• Task statement
Copy the records in the stretch from the line containing "-- select a point on the bicycle frame, one" through the line containing "[(153, 306), (648, 330), (308, 314)]", requests included. Scale every point coordinate in the answers by 0.65 and round to whole numbers, with halves going up, but keep the numbers in the requests and their sample rows as they are.

• Supplied data
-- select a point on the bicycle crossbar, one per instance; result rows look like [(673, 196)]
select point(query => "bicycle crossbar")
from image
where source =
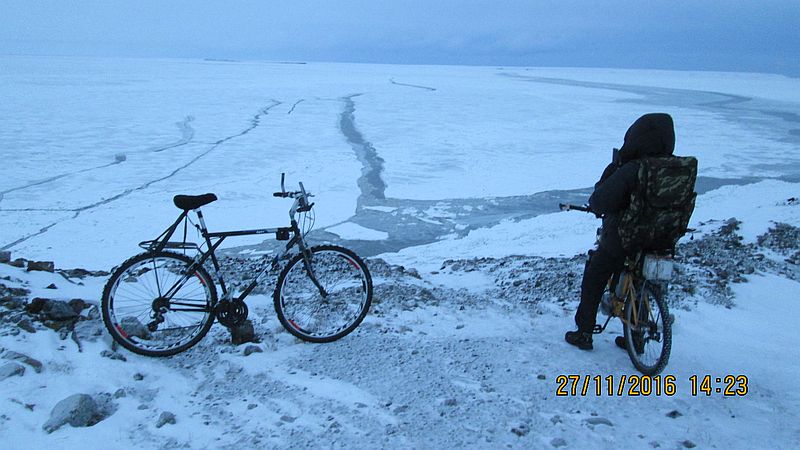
[(247, 232)]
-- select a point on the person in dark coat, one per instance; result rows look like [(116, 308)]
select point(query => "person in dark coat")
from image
[(651, 135)]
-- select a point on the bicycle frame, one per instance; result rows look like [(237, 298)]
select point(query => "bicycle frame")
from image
[(214, 239), (629, 294)]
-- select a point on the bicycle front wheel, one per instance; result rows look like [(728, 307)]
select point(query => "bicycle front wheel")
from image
[(153, 306), (648, 330), (308, 314)]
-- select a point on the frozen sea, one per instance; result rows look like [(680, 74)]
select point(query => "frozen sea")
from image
[(398, 156)]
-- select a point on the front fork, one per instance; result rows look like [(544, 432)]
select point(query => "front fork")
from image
[(308, 257)]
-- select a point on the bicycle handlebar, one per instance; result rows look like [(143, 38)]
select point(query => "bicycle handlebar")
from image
[(569, 207), (301, 196)]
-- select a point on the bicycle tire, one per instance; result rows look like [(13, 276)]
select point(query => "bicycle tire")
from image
[(134, 287), (648, 337), (298, 302)]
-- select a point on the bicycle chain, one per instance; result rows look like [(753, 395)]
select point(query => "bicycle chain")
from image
[(231, 313)]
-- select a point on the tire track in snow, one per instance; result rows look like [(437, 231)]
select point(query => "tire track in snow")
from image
[(184, 126), (291, 110), (370, 182), (254, 122), (391, 80), (117, 160)]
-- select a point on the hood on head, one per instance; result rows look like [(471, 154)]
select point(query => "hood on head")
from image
[(651, 135)]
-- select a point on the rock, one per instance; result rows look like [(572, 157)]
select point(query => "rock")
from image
[(77, 305), (134, 328), (166, 417), (11, 369), (58, 311), (36, 305), (520, 431), (26, 325), (82, 273), (41, 266), (112, 355), (14, 356), (599, 421), (243, 333), (250, 349), (79, 410), (674, 414)]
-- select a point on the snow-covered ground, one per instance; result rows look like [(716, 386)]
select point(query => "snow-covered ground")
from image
[(440, 165)]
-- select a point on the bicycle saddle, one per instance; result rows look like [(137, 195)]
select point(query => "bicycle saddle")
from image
[(187, 202)]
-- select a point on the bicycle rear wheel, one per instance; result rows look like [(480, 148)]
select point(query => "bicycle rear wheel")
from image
[(300, 306), (137, 289), (648, 330)]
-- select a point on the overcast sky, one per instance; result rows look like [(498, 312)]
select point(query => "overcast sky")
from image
[(734, 35)]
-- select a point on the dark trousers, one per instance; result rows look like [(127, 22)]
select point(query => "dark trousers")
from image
[(601, 265)]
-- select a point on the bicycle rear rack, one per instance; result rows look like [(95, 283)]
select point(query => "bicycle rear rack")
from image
[(151, 245)]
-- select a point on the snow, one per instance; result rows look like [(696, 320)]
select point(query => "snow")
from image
[(352, 231), (442, 360)]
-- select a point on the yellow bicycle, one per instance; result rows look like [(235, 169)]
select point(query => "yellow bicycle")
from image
[(636, 297)]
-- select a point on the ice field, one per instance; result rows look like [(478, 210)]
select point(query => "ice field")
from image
[(94, 149)]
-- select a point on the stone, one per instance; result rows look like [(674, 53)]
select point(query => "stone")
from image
[(79, 410), (113, 355), (599, 421), (58, 311), (25, 359), (83, 273), (134, 328), (26, 325), (11, 369), (41, 266), (77, 305), (520, 431), (166, 417), (243, 333), (250, 349), (36, 305)]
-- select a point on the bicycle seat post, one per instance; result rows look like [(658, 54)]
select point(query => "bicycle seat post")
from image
[(202, 221)]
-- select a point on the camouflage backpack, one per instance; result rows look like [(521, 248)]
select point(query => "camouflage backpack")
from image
[(660, 207)]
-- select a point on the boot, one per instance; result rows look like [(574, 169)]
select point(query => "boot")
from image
[(637, 343), (580, 339)]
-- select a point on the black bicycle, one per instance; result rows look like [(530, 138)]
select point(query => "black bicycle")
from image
[(162, 302), (636, 297)]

• Result of the exercise
-- select a point on the bicycle frame, one per instance; result rows look like [(237, 298)]
select point(query => "bicycle frame")
from image
[(139, 155), (409, 191)]
-- select a point on the bicycle front wheel, one per instance; result rows look like [(728, 307)]
select point(query => "bicycle front wheel")
from image
[(99, 199), (421, 215), (200, 204)]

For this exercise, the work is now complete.